[Opening Available records section]
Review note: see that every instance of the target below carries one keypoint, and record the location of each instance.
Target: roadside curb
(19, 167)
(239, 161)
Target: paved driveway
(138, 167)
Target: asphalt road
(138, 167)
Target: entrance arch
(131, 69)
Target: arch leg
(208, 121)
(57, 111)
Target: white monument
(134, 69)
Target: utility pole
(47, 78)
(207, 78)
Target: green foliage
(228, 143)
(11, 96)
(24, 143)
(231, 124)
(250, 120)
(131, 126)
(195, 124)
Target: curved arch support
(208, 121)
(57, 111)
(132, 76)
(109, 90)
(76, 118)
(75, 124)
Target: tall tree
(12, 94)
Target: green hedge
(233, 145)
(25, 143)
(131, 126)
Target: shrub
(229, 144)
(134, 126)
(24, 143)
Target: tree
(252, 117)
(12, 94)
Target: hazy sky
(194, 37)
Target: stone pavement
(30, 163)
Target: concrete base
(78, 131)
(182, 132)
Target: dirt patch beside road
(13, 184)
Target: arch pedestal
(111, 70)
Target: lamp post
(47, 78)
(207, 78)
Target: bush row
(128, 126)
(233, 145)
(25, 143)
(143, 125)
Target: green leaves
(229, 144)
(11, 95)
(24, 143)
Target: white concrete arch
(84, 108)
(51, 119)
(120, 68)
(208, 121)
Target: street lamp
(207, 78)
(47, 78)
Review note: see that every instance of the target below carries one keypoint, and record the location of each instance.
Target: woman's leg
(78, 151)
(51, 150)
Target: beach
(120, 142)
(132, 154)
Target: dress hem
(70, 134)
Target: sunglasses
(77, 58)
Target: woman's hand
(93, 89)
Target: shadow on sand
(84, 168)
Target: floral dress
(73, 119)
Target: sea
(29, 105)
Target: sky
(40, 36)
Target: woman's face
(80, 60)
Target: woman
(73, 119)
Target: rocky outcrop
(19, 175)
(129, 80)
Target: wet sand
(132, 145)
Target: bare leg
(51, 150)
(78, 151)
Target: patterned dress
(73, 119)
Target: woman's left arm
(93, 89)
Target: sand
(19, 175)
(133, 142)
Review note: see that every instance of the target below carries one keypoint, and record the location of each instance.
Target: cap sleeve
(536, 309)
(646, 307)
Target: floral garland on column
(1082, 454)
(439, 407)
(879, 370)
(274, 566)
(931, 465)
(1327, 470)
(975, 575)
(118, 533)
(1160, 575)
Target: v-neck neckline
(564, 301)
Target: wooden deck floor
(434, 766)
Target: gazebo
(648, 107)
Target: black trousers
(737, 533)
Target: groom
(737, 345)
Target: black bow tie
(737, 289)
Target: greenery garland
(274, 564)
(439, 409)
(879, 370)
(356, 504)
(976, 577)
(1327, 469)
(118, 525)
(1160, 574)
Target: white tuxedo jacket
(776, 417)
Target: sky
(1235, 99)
[Closing Available records section]
The full listing above should be retyped without any alteration.

Reply to the task:
Review note: see that every instance of the target below carries one keypoint, and record the location of each instance.
Target: roadside curb
(19, 167)
(239, 161)
Target: paved driveway
(138, 167)
Target: asphalt road
(138, 167)
Target: entrance arch
(131, 69)
Target: arch leg
(208, 121)
(57, 111)
Target: white monument
(134, 69)
Target: utility pole
(47, 78)
(207, 78)
Target: green foliage
(228, 143)
(11, 96)
(24, 143)
(231, 124)
(250, 120)
(131, 126)
(195, 124)
Target: curved arch support
(208, 121)
(57, 111)
(132, 76)
(109, 90)
(76, 118)
(75, 124)
Target: tall tree
(12, 94)
Target: green hedge
(233, 145)
(25, 143)
(131, 126)
Target: shrub
(229, 144)
(134, 126)
(24, 143)
Target: tree
(252, 117)
(12, 94)
Target: hazy sky
(194, 37)
Target: stone pavement
(30, 163)
Target: concrete base
(78, 131)
(182, 132)
Target: dirt patch beside road
(13, 184)
Target: arch pedestal
(111, 70)
Target: lamp post
(47, 78)
(207, 78)
Target: bush row
(128, 126)
(233, 145)
(25, 143)
(143, 125)
Target: green leaves
(229, 144)
(11, 95)
(24, 143)
Target: white concrete arch
(84, 108)
(51, 119)
(120, 68)
(208, 121)
Target: street lamp
(207, 78)
(47, 78)
Review note: see that every instance of the target below carries one keypoint, and record the location of each instance.
Target: woman's leg
(78, 151)
(51, 150)
Target: beach
(120, 142)
(132, 154)
Target: dress hem
(70, 134)
Target: sunglasses
(77, 58)
Target: woman's hand
(93, 89)
Target: shadow on sand
(84, 168)
Target: floral dress
(73, 119)
Target: sea
(29, 105)
Target: sky
(40, 36)
Target: woman's face
(80, 60)
Target: woman
(73, 119)
Target: rocky outcrop
(19, 175)
(129, 80)
Target: wet sand
(132, 145)
Target: bare leg
(51, 150)
(78, 151)
Target: patterned dress
(73, 119)
Target: woman's left arm
(93, 89)
Target: sand
(19, 175)
(133, 142)
Review note: see that every instance of the target below carries one keypoint, and record the location of each instance.
Target: cap sleeve
(536, 309)
(646, 307)
Target: floral garland on column
(1082, 454)
(439, 407)
(879, 370)
(274, 566)
(931, 465)
(1327, 470)
(975, 575)
(118, 533)
(1160, 575)
Target: v-neck neckline
(564, 301)
Target: wooden deck floor
(434, 766)
Target: gazebo
(648, 107)
Target: black trousers
(737, 533)
Target: groom
(737, 345)
Target: black bow tie
(737, 289)
Target: greenery garland
(274, 564)
(439, 409)
(879, 370)
(356, 504)
(976, 577)
(1327, 469)
(118, 525)
(1160, 574)
Target: white tuxedo jacket
(776, 417)
Target: sky
(1235, 99)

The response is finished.